Reescreva o trecho do texto sobre democracia de "José Luiz Ames" até "segundo seu arbítrio.", atualizando-o com "governantes" no lugar de "dirigentes".

TEXTO DO EXERCÍCIO
########

José Luiz Ames
A idéia que fazemos de democracia é bem diferente do que aquilo que se entendia por ela nas suas origens gregas. Na atualidade, entendemos por democracia uma forma de governo na qual o povo escolhe periodicamente seus dirigentes e representantes e na qual todos são livres para pensar e agir segundo seu arbítrio.
Para Aristóteles o termo tem uma significação bem diferente. Democracia é o regime da soberania popular. Quer dizer, é uma forma de governo na qual os cidadãos exercem pessoalmente o poder legislativo e judiciário. Aristóteles era do entendimento de que nestas questões era imprescindível a multiplicidade dos pontos de vista, pois o objeto sobre o qual se delibera em política não é algo que possa ser conhecido de modo absolutamente seguro. Somente é possível ter uma “opinião”, isto é, um ponto de vista. A Assembléia do povo, uma vez que é constituída por um mosaico de opiniões contraditórias, é o espaço mais adequado à deliberação, uma vez que supõe a palavra pública e a contradição. Conseqüentemente, as deliberações e julgamentos coletivos são mais completos, pois focalizam as coisas de um maior número de pontos de vista.
Em relação a esta compreensão, Aristóteles refutou uma objeção que freqüentemente ouvimos até hoje. Poderíamos chamá-la de “tecnocrática”: a posição daqueles que defendem que legislar e julgar devem ser tarefas para peritos, de especialistas na área. Deixar que qualquer cidadão se ocupasse destas tarefas seria a mesma coisa do que permitir que um leigo tratasse da doença em vez do médico. Aristóteles rebate o argumento dizendo que a política não é uma arte como a medicina, onde deve reinar a competência. Antes, é uma arte como a arquitetura ou a culinária, nas quais prevalece o ponto de vista do usuário: ele é quem decide se a casa é confortável ou a comida é saborosa.
A análise de Aristóteles mostra claramente que a democracia atual expropriou o povo dos seus direitos políticos. “Fazer política” se tornou em nossos dias uma tarefa para especialistas, os “políticos”, que fazem isso “profissionalmente” a ponto de até poderem receber uma “aposentadoria” vitalícia ao termo de um certo número de mandatos! A queixa que ouvimos freqüentemente, de que as pessoas não se interessam por política, deve ser vista como uma conseqüência desse processo histórico de exclusão do povo do espaço da decisão pública. É uma afronta cobrar participação sem conferir a mínima importância à decisão das pessoas. Só há “participação” quando aquele que participa tem o poder de mudar as coisas. Fora disso é puro envolvimento: populismo barato para legitimar as decisões dos “políticos profissionais”.

########

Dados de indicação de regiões

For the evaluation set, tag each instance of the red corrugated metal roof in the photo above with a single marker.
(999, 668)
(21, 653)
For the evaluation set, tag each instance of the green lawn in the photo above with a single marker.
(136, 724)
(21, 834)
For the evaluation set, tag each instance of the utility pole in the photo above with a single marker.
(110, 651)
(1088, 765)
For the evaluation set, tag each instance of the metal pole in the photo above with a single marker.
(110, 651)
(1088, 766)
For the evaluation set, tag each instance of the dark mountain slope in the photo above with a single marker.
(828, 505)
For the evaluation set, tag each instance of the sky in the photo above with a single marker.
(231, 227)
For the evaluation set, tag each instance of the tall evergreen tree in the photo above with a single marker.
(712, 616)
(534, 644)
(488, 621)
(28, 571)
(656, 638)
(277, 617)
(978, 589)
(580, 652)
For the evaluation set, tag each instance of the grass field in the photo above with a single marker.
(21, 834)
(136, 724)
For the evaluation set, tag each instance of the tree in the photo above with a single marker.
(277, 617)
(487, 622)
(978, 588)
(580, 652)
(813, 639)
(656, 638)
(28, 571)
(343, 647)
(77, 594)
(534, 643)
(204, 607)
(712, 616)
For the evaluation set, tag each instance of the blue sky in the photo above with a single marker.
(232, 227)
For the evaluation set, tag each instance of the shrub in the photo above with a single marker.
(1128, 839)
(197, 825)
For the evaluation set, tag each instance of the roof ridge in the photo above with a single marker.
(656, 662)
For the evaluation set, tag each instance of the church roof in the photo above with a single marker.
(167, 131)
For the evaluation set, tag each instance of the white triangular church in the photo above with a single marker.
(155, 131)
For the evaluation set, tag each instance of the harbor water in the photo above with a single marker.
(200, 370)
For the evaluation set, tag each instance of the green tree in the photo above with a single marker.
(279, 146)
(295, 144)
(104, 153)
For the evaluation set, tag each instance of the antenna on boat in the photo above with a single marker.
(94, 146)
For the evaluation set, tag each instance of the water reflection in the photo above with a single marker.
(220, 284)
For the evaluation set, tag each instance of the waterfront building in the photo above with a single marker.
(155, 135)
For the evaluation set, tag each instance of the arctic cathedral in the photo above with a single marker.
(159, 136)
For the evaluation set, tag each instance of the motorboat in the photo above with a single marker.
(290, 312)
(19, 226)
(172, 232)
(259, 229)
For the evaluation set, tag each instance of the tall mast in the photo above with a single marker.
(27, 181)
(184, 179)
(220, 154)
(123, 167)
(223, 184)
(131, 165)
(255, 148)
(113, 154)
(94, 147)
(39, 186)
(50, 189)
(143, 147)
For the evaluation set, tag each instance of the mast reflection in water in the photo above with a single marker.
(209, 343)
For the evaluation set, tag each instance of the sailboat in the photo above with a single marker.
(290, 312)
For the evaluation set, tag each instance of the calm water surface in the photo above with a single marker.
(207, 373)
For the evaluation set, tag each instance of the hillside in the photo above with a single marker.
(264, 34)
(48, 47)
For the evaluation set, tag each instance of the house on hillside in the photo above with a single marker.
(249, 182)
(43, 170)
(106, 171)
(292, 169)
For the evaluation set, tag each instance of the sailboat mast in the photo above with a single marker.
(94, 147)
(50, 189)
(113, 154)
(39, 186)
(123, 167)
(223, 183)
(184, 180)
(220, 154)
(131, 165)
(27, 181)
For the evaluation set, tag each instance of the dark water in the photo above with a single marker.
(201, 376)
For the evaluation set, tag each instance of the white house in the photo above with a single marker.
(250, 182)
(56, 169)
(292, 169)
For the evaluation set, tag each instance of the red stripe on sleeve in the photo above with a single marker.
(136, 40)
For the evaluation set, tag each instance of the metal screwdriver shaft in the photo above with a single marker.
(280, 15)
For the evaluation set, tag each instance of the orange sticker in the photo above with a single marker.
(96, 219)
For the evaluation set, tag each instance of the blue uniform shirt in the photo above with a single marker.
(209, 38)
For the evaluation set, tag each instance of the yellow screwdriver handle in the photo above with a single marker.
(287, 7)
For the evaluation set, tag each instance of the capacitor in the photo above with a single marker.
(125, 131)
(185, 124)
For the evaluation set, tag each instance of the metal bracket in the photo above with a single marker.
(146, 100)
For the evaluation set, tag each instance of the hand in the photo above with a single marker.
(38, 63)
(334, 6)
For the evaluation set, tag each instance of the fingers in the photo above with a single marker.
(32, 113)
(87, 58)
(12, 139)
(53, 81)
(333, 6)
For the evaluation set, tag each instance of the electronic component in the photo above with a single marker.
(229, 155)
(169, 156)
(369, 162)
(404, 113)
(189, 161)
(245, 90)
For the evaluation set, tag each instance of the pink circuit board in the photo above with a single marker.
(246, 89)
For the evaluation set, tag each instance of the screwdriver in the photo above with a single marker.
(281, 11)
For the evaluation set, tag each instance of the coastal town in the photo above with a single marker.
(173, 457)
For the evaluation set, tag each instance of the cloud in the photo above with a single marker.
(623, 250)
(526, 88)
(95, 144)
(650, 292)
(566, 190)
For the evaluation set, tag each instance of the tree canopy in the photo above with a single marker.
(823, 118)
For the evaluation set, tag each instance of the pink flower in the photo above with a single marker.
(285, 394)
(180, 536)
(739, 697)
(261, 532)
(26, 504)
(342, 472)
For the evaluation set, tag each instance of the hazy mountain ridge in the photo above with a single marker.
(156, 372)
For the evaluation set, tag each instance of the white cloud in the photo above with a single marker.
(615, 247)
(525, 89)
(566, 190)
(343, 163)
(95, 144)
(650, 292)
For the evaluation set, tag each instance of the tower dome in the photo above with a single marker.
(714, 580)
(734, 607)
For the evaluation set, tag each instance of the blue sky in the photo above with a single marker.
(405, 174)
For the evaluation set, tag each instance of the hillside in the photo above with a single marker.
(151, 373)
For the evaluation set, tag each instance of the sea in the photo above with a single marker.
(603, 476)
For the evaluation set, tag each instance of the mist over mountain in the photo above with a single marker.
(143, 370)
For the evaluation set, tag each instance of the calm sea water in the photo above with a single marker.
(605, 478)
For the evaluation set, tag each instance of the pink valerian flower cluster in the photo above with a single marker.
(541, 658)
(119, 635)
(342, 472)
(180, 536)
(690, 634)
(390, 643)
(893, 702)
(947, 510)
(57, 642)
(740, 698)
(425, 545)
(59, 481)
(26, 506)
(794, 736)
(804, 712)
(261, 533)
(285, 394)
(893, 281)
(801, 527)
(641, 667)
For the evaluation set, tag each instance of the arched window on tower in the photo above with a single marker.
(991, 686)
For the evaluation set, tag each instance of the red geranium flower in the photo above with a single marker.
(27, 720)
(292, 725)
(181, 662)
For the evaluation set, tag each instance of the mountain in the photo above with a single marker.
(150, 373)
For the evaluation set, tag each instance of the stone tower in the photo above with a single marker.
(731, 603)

########

RESULTADO DA TAREFA
José Luiz Ames
A idéia que fazemos de democracia é bem diferente do que aquilo que se entendia por ela nas suas origens gregas. Na atualidade, entendemos por democracia uma forma de governo na qual o povo escolhe periodicamente seus governantes e representantes e na qual todos são livres para pensar e agir segundo seu arbítrio.